--- START ---
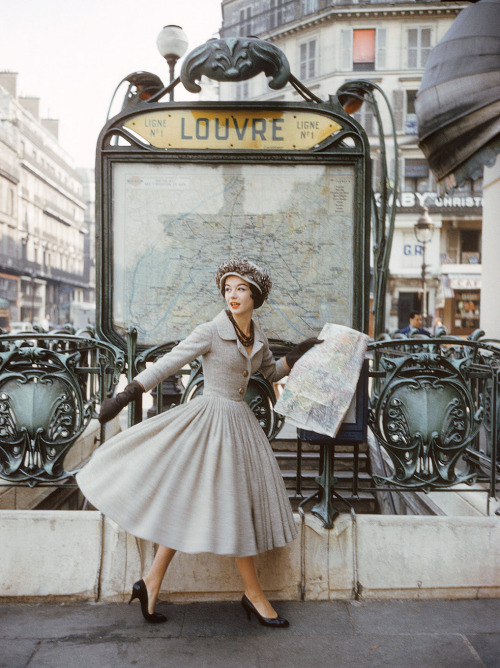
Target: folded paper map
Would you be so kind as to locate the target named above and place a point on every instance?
(321, 385)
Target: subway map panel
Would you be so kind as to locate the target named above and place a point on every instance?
(174, 223)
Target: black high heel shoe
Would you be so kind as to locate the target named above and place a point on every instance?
(276, 622)
(140, 591)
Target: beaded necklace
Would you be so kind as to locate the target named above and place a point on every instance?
(245, 340)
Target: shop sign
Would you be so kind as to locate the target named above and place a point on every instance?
(465, 282)
(410, 200)
(233, 129)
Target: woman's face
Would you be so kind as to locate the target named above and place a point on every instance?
(238, 295)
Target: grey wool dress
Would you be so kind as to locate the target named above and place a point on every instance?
(200, 477)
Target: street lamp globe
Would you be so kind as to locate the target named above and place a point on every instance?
(172, 43)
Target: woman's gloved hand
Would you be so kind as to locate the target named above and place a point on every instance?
(301, 348)
(111, 407)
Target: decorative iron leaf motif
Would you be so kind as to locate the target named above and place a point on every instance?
(424, 418)
(234, 59)
(48, 394)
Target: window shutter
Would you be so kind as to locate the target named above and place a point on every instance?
(380, 48)
(346, 45)
(397, 109)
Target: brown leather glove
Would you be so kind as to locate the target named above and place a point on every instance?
(301, 348)
(111, 407)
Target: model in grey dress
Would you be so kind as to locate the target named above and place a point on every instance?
(202, 477)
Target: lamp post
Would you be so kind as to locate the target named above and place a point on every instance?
(172, 44)
(424, 229)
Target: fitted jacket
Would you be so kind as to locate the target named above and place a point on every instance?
(227, 366)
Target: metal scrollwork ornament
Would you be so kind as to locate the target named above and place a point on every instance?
(234, 59)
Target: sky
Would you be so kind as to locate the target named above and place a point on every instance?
(73, 53)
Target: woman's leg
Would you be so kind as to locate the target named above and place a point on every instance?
(156, 573)
(253, 590)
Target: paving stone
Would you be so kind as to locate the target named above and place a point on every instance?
(167, 653)
(385, 634)
(487, 645)
(464, 616)
(16, 654)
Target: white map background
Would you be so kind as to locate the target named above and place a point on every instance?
(174, 224)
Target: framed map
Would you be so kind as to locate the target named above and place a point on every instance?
(173, 222)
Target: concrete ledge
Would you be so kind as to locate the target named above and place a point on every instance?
(72, 555)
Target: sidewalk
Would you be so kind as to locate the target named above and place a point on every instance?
(337, 634)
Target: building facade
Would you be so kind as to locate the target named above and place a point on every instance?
(329, 42)
(42, 216)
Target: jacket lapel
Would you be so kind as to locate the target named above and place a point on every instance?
(226, 331)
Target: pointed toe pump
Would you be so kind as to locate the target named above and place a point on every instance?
(275, 622)
(140, 591)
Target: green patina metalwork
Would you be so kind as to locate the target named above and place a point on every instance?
(50, 384)
(433, 409)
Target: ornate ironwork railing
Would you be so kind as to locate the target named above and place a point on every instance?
(434, 409)
(434, 412)
(50, 384)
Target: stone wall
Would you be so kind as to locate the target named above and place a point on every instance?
(69, 555)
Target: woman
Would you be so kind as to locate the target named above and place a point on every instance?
(202, 477)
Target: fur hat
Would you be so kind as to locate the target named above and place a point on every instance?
(249, 272)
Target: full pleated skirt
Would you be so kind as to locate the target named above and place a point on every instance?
(200, 477)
--- END ---
● WORK TASK: The answer is the full listing above, repeated exactly, with its pictures removed.

● WRITTEN SOLUTION:
Target: folded paper map
Would you be so kind as to locate the target named above and place a point on every instance?
(321, 385)
Target: subway map panel
Would you be so kind as to locate the target named above and place a point on every instance?
(174, 223)
Target: black high heel shoe
Would you be so kind as to locate the target named above and place a point on every instance?
(276, 622)
(140, 591)
Target: beaded necklace
Would you be so kind as to locate the target named above and place a point on every instance?
(245, 340)
Target: shop sign
Would you be so kind as to locate the target named above and place a point on every instance?
(465, 282)
(410, 200)
(233, 129)
Target: woman's face
Would you be so kind as to locate the target named above and place a point on every instance?
(238, 295)
Target: grey wool dress
Would you be so kind as to locate the target named above and place a point on every instance?
(200, 477)
Target: street lamp globe
Would you be so kind as to locate the target named above and place a point on every instance?
(172, 43)
Target: woman's gloved hand
Would you be so kind as to locate the target named above and place a point on every instance?
(301, 348)
(111, 407)
Target: decorative iron leaf motif
Would you be so kind as to locate the target named above and place a point on every instance?
(424, 418)
(234, 59)
(48, 394)
Target: window shutter
Would you be so kind as to locate the target named above and place a point on every instance?
(380, 48)
(346, 45)
(397, 109)
Target: brown leather glove
Would you be so kind as to locate the target named above and place a point on every instance?
(301, 348)
(111, 407)
Target: model in grey dress
Would you be so kind as to locate the target named above and place a point on every instance?
(202, 477)
Target: lamp post
Would you be so kind as to locate the target named above and place a point on every instance?
(172, 44)
(424, 229)
Target: fitted jacket
Would you be so kind as to locate the target named above and place a point on every instance?
(227, 366)
Target: metal scrollwork ornament
Would you be so kind as to locate the target named above and place a point on every instance?
(234, 59)
Target: sky
Would you be so kind as to locate the target named above and place a point on every instance?
(73, 53)
Target: woman's leg
Would you be so kind as to locate the target named above and place a point on every instance?
(156, 573)
(253, 590)
Target: paving stone
Would you be so kind as to locate the target named above and place a point on every instance?
(167, 653)
(385, 634)
(487, 645)
(464, 616)
(16, 654)
Target: white map background
Would you be so kind as to locate the target named above and place a point on every instance?
(174, 224)
Target: framed map
Would you be so kind as to locate the target named above and place a point on every instance?
(173, 222)
Target: concrete ledge
Would you be so kind as to locate the target named above and place a point on every instance?
(72, 555)
Target: sidewalk
Would you be so kind as to locate the target named above and place a point on every instance?
(337, 634)
Target: building facade
Would you be so kind as to locate the target named above and place a point on every instance?
(329, 42)
(42, 216)
Target: jacket lapel
Would you be so kind as to locate the target named above and place a point on every instance?
(226, 331)
Target: pointed toe pump
Would you be so kind as to locate the target named above and place a point on every instance?
(275, 622)
(140, 591)
Target: green patina metalwork
Would you be so kind as to locate the target named above and place a point on every instance?
(50, 384)
(433, 409)
Target: ornate ironwork railing
Would you be so kind as to locate the target named above and place a point on every instance?
(434, 409)
(434, 412)
(50, 384)
Target: stone wall
Would you be so kind as to locate the target named above and place a point on every instance?
(69, 555)
Target: woman
Would you be so kind as to locate the target named above and place a point on every instance?
(202, 477)
Target: fur hat
Would you be so kind as to locate the target named above and place a point on every instance?
(249, 272)
Target: full pleated skirt
Would you be so kind as to locate the target named above and place a point on every instance?
(200, 477)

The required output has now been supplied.